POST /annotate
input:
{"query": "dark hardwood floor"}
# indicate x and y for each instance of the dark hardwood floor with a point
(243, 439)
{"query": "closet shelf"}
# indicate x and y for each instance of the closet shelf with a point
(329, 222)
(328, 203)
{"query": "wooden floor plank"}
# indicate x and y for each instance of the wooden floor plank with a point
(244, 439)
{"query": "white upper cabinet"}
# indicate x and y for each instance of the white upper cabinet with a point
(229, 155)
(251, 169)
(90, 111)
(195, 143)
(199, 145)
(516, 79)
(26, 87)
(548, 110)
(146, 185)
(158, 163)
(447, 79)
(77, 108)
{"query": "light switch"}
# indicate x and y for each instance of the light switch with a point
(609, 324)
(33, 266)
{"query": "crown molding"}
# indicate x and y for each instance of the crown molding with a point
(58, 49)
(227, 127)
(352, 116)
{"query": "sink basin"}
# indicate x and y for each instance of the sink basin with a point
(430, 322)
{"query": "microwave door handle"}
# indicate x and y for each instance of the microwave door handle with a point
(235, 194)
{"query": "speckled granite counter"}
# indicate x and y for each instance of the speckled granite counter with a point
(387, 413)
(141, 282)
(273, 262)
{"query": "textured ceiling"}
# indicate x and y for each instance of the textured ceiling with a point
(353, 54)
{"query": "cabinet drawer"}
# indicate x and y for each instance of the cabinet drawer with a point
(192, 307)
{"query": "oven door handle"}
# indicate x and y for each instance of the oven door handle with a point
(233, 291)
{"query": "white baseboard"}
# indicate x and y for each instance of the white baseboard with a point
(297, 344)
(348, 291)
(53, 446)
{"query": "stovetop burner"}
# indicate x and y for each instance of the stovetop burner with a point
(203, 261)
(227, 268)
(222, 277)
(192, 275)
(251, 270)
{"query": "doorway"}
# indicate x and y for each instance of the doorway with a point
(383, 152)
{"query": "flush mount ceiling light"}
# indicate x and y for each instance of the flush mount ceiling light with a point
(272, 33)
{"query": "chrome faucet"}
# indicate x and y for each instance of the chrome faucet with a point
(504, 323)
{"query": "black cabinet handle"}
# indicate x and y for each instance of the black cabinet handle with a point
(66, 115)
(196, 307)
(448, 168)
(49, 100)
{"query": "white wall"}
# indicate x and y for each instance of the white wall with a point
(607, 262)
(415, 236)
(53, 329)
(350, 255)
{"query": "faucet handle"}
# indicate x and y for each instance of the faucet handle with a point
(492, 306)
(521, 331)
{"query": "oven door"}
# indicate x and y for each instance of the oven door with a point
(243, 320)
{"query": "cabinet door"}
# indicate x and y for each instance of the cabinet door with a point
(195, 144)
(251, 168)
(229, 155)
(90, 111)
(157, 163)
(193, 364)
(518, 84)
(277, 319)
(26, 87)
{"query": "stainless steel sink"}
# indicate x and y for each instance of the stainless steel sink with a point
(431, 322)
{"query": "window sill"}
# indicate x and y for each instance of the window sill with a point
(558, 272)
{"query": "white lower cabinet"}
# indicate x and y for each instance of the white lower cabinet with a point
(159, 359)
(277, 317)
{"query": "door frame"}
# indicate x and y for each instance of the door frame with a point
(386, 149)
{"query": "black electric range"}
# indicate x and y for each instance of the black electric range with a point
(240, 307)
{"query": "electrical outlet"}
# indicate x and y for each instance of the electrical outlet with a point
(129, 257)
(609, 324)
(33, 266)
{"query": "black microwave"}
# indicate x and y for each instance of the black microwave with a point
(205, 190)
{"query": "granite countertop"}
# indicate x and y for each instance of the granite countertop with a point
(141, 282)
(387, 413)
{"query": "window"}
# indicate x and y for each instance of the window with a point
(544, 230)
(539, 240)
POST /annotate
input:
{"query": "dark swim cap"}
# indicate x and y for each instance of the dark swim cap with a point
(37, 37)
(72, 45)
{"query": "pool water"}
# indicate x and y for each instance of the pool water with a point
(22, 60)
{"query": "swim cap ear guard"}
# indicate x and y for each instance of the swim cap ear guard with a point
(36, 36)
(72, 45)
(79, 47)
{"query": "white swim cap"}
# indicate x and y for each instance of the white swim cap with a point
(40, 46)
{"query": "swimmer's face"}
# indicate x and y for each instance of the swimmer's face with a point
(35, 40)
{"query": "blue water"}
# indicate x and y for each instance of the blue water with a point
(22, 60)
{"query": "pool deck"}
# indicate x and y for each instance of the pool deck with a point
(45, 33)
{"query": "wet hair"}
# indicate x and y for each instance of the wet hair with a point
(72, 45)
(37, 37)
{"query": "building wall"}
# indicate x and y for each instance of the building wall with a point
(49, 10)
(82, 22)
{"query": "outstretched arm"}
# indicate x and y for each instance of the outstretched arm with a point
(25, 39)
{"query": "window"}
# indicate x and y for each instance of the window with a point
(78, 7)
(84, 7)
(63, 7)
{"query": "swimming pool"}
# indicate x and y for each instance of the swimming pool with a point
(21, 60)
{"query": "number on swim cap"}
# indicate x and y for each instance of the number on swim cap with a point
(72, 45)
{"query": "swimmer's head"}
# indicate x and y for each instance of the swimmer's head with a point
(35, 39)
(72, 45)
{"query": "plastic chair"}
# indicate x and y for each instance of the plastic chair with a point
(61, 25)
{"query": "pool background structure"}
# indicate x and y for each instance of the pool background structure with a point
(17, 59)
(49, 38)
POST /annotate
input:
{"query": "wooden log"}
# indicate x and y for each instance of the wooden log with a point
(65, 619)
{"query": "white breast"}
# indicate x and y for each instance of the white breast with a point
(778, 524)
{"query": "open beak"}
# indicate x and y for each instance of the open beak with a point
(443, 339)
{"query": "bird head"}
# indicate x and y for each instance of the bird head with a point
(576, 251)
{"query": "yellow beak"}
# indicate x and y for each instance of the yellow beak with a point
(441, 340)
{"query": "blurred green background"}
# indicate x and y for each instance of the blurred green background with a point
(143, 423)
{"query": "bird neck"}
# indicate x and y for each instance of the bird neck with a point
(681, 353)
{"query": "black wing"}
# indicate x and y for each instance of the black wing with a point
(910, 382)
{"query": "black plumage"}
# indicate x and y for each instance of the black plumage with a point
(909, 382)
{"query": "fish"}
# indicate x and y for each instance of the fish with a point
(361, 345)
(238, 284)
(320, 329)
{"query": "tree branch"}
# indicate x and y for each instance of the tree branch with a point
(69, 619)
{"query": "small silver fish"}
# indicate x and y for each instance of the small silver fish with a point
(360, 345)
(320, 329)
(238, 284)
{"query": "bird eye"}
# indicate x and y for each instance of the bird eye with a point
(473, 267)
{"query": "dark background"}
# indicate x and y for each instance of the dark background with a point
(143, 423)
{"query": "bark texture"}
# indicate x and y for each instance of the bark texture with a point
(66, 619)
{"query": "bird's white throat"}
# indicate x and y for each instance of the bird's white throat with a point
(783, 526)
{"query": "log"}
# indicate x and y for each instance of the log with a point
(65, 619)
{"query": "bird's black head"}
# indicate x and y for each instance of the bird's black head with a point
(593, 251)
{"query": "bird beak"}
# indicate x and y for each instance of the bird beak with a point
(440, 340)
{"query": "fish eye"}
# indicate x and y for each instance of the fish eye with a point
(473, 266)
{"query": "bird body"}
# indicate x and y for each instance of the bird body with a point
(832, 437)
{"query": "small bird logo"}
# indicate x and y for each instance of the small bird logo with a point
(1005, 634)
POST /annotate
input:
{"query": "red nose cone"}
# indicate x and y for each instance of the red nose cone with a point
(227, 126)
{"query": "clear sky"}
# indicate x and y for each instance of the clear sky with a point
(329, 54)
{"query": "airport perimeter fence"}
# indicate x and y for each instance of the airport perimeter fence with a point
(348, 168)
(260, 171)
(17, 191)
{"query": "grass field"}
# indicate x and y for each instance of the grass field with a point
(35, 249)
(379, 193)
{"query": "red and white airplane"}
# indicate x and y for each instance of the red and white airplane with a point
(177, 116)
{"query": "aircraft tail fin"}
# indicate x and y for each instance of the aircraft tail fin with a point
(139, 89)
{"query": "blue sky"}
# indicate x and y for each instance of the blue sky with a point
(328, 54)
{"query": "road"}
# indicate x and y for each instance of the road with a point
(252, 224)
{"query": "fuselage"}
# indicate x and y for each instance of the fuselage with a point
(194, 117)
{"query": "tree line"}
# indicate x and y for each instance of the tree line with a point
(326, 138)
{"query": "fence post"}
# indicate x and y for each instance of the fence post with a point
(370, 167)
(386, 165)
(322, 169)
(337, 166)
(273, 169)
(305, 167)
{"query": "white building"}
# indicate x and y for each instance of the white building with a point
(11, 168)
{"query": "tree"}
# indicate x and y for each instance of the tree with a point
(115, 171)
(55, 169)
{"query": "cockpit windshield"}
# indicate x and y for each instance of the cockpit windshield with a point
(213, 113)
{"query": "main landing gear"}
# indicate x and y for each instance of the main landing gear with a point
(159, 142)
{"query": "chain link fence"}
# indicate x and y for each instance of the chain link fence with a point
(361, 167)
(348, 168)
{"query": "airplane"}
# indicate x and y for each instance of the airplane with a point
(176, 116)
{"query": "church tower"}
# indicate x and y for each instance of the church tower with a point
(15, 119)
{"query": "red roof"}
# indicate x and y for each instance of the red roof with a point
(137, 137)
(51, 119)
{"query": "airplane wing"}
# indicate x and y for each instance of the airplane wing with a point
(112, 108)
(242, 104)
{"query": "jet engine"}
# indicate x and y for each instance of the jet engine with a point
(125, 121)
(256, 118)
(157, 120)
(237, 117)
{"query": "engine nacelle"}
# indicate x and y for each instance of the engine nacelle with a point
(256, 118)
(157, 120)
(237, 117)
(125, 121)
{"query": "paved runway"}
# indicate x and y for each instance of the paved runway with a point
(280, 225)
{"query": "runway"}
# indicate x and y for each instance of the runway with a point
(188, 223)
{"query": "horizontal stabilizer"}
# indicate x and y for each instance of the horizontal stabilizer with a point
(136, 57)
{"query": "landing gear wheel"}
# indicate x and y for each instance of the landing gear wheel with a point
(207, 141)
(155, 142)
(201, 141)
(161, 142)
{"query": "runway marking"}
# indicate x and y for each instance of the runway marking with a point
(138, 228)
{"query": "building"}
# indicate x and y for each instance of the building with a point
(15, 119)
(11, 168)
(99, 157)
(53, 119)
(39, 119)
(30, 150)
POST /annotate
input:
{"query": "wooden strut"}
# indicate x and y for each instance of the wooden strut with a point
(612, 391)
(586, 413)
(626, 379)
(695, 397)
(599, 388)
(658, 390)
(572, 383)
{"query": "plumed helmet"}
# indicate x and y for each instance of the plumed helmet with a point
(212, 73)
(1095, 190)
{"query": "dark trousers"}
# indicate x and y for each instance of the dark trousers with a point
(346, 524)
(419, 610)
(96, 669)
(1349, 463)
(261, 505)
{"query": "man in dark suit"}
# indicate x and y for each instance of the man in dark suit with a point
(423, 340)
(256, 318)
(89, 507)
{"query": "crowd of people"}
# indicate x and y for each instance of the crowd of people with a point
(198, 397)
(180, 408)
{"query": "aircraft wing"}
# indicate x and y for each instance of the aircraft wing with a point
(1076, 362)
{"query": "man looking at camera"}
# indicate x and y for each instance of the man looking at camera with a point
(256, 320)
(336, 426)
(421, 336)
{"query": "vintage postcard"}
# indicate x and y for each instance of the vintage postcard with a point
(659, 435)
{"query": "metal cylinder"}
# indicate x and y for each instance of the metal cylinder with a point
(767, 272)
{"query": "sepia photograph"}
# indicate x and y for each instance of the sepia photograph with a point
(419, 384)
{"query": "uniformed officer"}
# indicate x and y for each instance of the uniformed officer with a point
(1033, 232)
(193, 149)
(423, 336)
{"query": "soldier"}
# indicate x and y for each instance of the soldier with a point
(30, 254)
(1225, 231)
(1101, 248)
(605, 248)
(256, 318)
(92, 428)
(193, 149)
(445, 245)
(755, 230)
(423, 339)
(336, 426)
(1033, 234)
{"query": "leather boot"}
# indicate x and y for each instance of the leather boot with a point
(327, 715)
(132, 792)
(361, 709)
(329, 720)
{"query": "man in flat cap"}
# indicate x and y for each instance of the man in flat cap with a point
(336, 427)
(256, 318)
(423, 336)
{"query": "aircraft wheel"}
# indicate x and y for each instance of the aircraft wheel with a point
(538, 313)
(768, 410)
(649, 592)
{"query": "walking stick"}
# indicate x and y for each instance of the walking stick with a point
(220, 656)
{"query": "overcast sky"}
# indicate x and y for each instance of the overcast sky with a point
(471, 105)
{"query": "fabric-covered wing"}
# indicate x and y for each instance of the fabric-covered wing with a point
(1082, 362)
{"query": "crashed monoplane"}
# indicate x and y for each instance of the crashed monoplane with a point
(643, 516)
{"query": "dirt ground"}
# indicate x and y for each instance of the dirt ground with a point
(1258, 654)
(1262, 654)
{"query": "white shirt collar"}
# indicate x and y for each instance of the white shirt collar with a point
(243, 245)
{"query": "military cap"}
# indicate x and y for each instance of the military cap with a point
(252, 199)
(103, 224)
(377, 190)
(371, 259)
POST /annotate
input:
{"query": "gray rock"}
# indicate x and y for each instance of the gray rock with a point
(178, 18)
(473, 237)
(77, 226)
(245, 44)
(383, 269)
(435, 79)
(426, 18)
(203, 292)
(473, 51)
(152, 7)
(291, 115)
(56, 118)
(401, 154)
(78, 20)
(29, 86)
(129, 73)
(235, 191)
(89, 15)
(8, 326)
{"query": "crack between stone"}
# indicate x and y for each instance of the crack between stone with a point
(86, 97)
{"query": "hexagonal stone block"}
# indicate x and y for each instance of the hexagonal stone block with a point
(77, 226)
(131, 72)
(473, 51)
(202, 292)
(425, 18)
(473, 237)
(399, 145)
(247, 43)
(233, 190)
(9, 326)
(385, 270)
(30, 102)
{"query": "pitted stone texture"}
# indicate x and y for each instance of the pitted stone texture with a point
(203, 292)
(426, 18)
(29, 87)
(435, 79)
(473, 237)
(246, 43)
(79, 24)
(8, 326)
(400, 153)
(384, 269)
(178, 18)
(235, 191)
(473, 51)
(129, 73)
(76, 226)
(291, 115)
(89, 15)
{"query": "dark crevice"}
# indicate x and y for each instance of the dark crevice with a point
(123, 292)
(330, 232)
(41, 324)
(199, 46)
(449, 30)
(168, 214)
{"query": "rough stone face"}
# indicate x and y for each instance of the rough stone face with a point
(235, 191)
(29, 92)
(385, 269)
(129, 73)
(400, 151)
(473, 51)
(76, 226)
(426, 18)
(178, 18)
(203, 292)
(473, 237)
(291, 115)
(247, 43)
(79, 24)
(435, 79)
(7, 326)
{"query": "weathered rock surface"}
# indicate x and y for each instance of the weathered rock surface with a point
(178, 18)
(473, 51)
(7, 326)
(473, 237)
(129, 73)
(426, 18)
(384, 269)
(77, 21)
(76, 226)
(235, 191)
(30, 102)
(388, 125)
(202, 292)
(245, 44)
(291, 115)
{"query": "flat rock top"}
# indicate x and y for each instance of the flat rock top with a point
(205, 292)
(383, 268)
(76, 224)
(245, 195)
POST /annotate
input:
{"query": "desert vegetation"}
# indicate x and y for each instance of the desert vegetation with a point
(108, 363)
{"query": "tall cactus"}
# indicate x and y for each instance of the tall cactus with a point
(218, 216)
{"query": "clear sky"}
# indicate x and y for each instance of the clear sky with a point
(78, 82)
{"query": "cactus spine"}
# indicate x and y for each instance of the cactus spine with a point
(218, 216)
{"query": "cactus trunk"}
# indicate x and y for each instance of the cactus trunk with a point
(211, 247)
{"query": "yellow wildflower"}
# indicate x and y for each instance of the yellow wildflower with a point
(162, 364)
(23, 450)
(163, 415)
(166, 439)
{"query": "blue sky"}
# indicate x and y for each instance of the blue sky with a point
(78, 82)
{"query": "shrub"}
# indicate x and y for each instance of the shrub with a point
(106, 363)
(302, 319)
========================================
Please collect every line in the entries above that contains the string "block". Treat the match as case-sensitive.

--- TASK RESULT ---
{"query": "hexagonal stone block"}
# indicate x and y for each instance of the hexagonal stone block with a point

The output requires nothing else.